Stored data entries
● ● ● ●

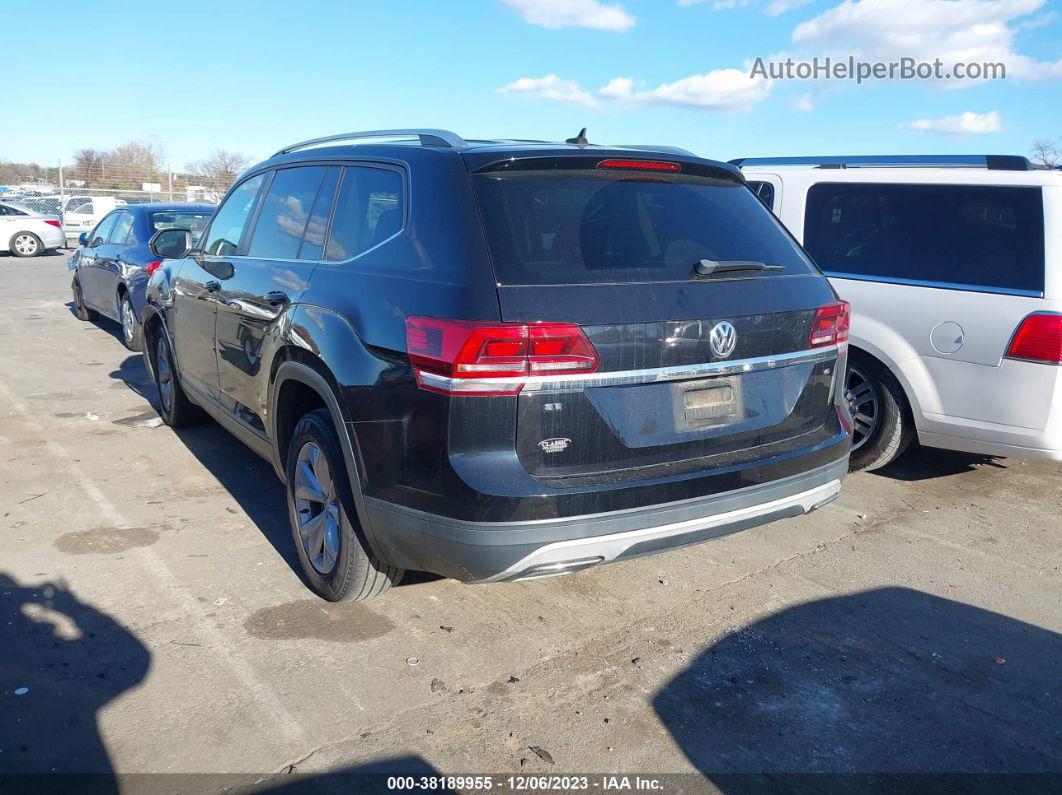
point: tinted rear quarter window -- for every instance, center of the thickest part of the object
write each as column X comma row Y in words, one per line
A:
column 942, row 235
column 195, row 222
column 587, row 226
column 285, row 211
column 370, row 208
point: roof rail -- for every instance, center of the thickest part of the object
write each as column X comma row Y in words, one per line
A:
column 427, row 138
column 993, row 162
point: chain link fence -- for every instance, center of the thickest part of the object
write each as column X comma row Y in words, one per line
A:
column 81, row 200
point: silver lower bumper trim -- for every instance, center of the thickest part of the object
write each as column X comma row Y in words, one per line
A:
column 564, row 556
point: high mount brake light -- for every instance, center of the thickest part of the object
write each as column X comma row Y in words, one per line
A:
column 641, row 166
column 1039, row 339
column 470, row 358
column 831, row 326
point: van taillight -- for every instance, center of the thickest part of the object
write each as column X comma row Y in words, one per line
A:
column 831, row 325
column 470, row 358
column 1039, row 339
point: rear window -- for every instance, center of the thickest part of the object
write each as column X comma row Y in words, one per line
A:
column 936, row 235
column 587, row 226
column 195, row 221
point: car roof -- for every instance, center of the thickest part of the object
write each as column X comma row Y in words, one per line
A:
column 160, row 207
column 407, row 144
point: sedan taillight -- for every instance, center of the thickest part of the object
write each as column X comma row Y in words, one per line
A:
column 484, row 359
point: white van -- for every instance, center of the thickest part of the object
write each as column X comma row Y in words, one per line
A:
column 953, row 265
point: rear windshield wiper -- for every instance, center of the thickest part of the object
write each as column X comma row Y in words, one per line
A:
column 712, row 268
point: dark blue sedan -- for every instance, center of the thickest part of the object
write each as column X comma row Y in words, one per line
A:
column 113, row 263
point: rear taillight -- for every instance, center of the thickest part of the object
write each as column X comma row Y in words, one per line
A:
column 640, row 165
column 1039, row 339
column 473, row 358
column 831, row 325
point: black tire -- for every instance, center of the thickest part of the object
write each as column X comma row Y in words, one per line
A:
column 355, row 572
column 132, row 332
column 28, row 242
column 892, row 430
column 174, row 407
column 82, row 312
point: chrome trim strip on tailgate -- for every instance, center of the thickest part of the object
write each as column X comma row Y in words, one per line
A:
column 654, row 375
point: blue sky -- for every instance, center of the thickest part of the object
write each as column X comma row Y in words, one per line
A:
column 252, row 76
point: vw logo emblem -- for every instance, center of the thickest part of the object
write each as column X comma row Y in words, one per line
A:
column 722, row 339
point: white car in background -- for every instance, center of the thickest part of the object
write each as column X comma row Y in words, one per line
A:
column 82, row 213
column 26, row 232
column 953, row 265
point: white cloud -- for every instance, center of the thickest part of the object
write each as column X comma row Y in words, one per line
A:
column 968, row 123
column 968, row 31
column 720, row 89
column 574, row 14
column 550, row 87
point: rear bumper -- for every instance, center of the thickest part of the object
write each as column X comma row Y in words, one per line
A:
column 499, row 551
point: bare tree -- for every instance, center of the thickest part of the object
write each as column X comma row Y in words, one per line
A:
column 1046, row 152
column 220, row 170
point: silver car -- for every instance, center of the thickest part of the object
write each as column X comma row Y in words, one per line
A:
column 27, row 232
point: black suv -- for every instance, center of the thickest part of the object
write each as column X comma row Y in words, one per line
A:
column 503, row 360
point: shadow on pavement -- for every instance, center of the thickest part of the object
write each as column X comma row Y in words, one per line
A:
column 877, row 684
column 62, row 660
column 372, row 777
column 925, row 463
column 242, row 472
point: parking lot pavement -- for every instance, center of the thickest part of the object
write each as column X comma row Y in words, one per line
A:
column 152, row 619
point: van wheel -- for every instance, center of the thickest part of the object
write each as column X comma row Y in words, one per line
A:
column 132, row 334
column 881, row 424
column 26, row 244
column 175, row 409
column 331, row 545
column 83, row 312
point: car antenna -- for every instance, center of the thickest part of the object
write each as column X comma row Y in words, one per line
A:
column 579, row 140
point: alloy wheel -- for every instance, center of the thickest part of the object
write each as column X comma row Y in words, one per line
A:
column 317, row 507
column 26, row 245
column 861, row 394
column 165, row 374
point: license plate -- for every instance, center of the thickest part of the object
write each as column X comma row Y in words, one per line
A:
column 711, row 401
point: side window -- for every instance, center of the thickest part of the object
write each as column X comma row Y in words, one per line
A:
column 948, row 235
column 223, row 237
column 370, row 208
column 102, row 230
column 285, row 212
column 313, row 240
column 121, row 229
column 765, row 191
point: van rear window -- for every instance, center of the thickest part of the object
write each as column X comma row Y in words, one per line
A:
column 949, row 236
column 584, row 226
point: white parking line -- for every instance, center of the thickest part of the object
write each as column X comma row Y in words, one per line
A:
column 268, row 700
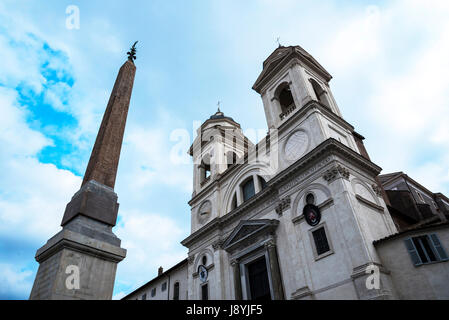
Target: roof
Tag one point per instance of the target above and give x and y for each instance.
(219, 115)
(386, 178)
(164, 274)
(280, 57)
(417, 228)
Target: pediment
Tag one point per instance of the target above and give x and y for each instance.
(248, 229)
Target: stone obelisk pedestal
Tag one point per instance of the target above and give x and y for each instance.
(84, 243)
(80, 261)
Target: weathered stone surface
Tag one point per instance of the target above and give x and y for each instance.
(93, 200)
(97, 262)
(86, 242)
(105, 155)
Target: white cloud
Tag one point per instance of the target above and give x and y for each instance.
(151, 241)
(14, 282)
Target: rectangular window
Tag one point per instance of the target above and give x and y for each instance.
(204, 292)
(248, 190)
(425, 249)
(321, 243)
(176, 291)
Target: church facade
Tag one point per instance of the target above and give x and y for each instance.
(300, 215)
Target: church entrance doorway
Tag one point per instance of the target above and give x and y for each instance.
(259, 285)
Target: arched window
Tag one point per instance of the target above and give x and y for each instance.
(205, 169)
(176, 291)
(320, 93)
(234, 202)
(286, 98)
(231, 158)
(263, 183)
(310, 199)
(284, 95)
(248, 189)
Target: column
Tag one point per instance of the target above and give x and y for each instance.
(237, 282)
(276, 280)
(257, 185)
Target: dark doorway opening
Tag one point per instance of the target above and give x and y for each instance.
(258, 280)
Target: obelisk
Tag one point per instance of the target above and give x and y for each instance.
(80, 261)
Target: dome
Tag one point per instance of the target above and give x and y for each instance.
(220, 115)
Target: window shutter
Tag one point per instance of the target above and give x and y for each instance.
(412, 251)
(438, 247)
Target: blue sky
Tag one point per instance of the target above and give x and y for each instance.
(388, 60)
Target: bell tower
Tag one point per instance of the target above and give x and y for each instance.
(290, 79)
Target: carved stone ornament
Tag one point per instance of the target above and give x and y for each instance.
(217, 244)
(336, 172)
(283, 205)
(377, 190)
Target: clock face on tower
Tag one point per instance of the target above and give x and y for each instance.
(296, 145)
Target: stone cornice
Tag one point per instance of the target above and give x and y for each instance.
(317, 105)
(77, 242)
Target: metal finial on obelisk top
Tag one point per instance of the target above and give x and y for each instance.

● ● ● ●

GOAL OF THE EXERCISE
The expected result is the data above in exact form, free of pictures.

RESULT OF THE EXERCISE
point: tinted rear quarter window -- for every instance, center of the thickest part of the object
write each as column X comma row Y in words, one per line
A:
column 942, row 235
column 195, row 222
column 587, row 226
column 285, row 211
column 370, row 208
point: roof rail -- for every instance, center of the thickest part of the object
write each as column X comma row Y in words, one per line
A:
column 427, row 138
column 993, row 162
point: chain link fence -- for every instance, center of the thickest part of the object
write each as column X comma row Y in words, one per line
A:
column 81, row 200
point: silver lower bumper trim -- for every instance, center of the thickest part of the object
write each as column X comma row Y in words, one per line
A:
column 564, row 556
point: high mount brake light -- for every instance, center of the thickest part of the object
write each as column X comma row Y in words, one per line
A:
column 641, row 166
column 1039, row 339
column 470, row 358
column 831, row 326
point: van taillight -- for every instance, center of the thickest part of the object
write each as column X comma row Y in words, one per line
A:
column 831, row 325
column 470, row 358
column 1039, row 339
point: rear window -- for every instance, center of the thickest part of the object
write each as column X comma row Y in words, one per line
A:
column 936, row 235
column 587, row 226
column 195, row 221
point: car roof -- for every instance, center of the thickest part of the object
write each as column X comma row Y in words, one per line
A:
column 160, row 207
column 407, row 144
point: sedan taillight -- for every instance, center of the thickest part of the object
write each as column X comma row Y in words, one per line
A:
column 484, row 359
point: white van -- for every instance, center of the thickest part of the object
write each as column X comma row Y in words, one per line
A:
column 953, row 265
point: rear windshield wiper -- for every instance, center of the thickest part of the object
write each as column X comma row Y in words, one per line
A:
column 712, row 268
point: dark blue sedan -- for every instance, center of the thickest part of the object
write each as column X comma row Y in words, one per line
A:
column 113, row 263
point: rear taillight -- for every instance, center of the thickest part of the object
write each as column X comma row Y in words, one per line
A:
column 640, row 165
column 1039, row 339
column 473, row 358
column 831, row 325
point: black tire -- for every instance, center of the thickest part of the object
write each as column X comma row Y in words, one per line
A:
column 355, row 572
column 132, row 332
column 28, row 242
column 892, row 430
column 174, row 407
column 82, row 312
point: chrome trim strip on tailgate -- for every instance, center of the thickest part of the object
write each as column X comma row Y in words, one per line
A:
column 654, row 375
point: blue sky -- for every instance, center of the thickest part of the object
write each as column X comma row Y in words, one per line
A:
column 252, row 76
point: vw logo emblem -- for every instance, center of the thickest part of the object
write each as column X comma row Y in words, one per line
A:
column 722, row 339
point: white car in background -- for every instance, center of the thickest part of the object
write each as column X comma row Y in words, one per line
A:
column 82, row 213
column 26, row 232
column 953, row 265
point: white cloud -- for every instance, center of the thickest part of the object
write each as column X comma row Y in words, one per line
A:
column 968, row 123
column 968, row 31
column 720, row 89
column 574, row 14
column 550, row 87
point: rear bumper -- for every instance, center of the thickest part of the object
write each as column X comma row Y in words, one per line
A:
column 499, row 551
point: bare tree -- for every instance, center of the thickest part of the object
write each as column X comma row Y in words, one per line
A:
column 1046, row 152
column 220, row 170
point: silver car -- for every instance, center of the thickest part of the object
write each as column X comma row Y in words, one per line
A:
column 27, row 232
point: black suv -- for every instance, center of the thickest part of the object
write each as column X comma row Y in words, one per line
A:
column 503, row 360
point: shadow on pavement -- for every instance, center of the thickest part of the object
write each as column X comma row Y in words, one per line
A:
column 877, row 684
column 62, row 660
column 372, row 777
column 925, row 463
column 242, row 472
point: parking lot pavement -- for every instance, center of the thickest part of the object
write each as column X comma row Y in words, one per line
A:
column 152, row 619
point: van wheel -- for every instance, center of the thickest part of the object
write each as column X comma row Y in words, one per line
A:
column 132, row 334
column 881, row 424
column 26, row 244
column 175, row 409
column 331, row 545
column 83, row 312
point: car antenna -- for every instance, center of the thickest part of the object
write each as column X comma row Y in words, one per line
A:
column 579, row 140
point: alloy wheel -- for every instance, center of the thickest part of the object
write each as column X comma row Y in words, one per line
A:
column 317, row 507
column 26, row 245
column 861, row 394
column 165, row 374
point: license plate -- for every instance, center of the thickest part of the object
write each as column X comma row Y in words, one per line
A:
column 711, row 401
point: side window -- for every instance, center of the thickest part of the object
write each as column X comma row Y in words, one per line
A:
column 948, row 235
column 223, row 237
column 370, row 208
column 102, row 230
column 285, row 212
column 313, row 240
column 121, row 229
column 765, row 191
point: van rear window -- for every instance, center of the thickest part of the object
write each as column X comma row Y in words, one per line
A:
column 949, row 236
column 584, row 226
point: white parking line -- for every instance, center of the thickest part of the object
write each as column X comma row Y in words, one per line
A:
column 268, row 700
Target: roof
Tag one point per instance of the target above and give x and y for each instance.
(219, 115)
(386, 178)
(164, 274)
(280, 57)
(417, 228)
Target: pediment
Tag one point per instance of the target above and give x and y for each instance.
(248, 229)
Target: stone obelisk pedestal
Tag one point per instance of the target above and give x and y for each instance.
(84, 243)
(80, 261)
Target: weathered stone surface
Tag one point per instance of the target above and give x and y for each instance.
(93, 200)
(97, 262)
(86, 242)
(105, 155)
Target: white cloud
Tag one point per instance of the target above and give x and y for each instance.
(151, 241)
(14, 282)
Target: rectangular window
Tag one point per instance of the target above and give x and y for each instance.
(204, 292)
(248, 190)
(425, 249)
(321, 243)
(176, 291)
Target: church facade
Tag one point per instance of the target above and give x and y for each instance.
(300, 215)
Target: church entrance doorway
Tag one point per instance of the target above and give x and y for each instance.
(259, 285)
Target: arched window
Tag one point per instance of the target above and give x and y for each instance.
(205, 169)
(176, 291)
(320, 93)
(234, 202)
(286, 98)
(231, 158)
(263, 183)
(310, 199)
(284, 95)
(248, 189)
Target: column
Tag one point per instance of the target above and give x and y for each instance.
(237, 282)
(276, 280)
(257, 185)
Target: dark doorway opening
Tag one point per instance of the target above and give x and y for each instance.
(258, 280)
Target: obelisk
Tag one point per instance of the target above and give x and y for each instance.
(80, 261)
Target: dome
Tag one point per instance of the target above and give x and y for each instance.
(220, 115)
Target: window shutter
Tag one point per instance of the target above and give x and y for each instance.
(412, 251)
(438, 247)
Target: blue sky
Tag one point per instance of the target above and give x and y for each instance.
(388, 60)
Target: bell tower
Tag one point per instance of the target above and give x and y for each instance.
(290, 79)
Target: carved stone ornament
Tag one point per instance of the target above and give x and y for each instance.
(217, 244)
(336, 172)
(283, 205)
(377, 190)
Target: clock face on tower
Tag one point per instance of the target above and give x and y for each instance.
(296, 145)
Target: stone cornice
Tag one point per instance of the target above and give x and y for each instance.
(317, 105)
(77, 242)
Target: metal finial on obelisk top
Tag one point per instance of the target above and give x and y for each instance.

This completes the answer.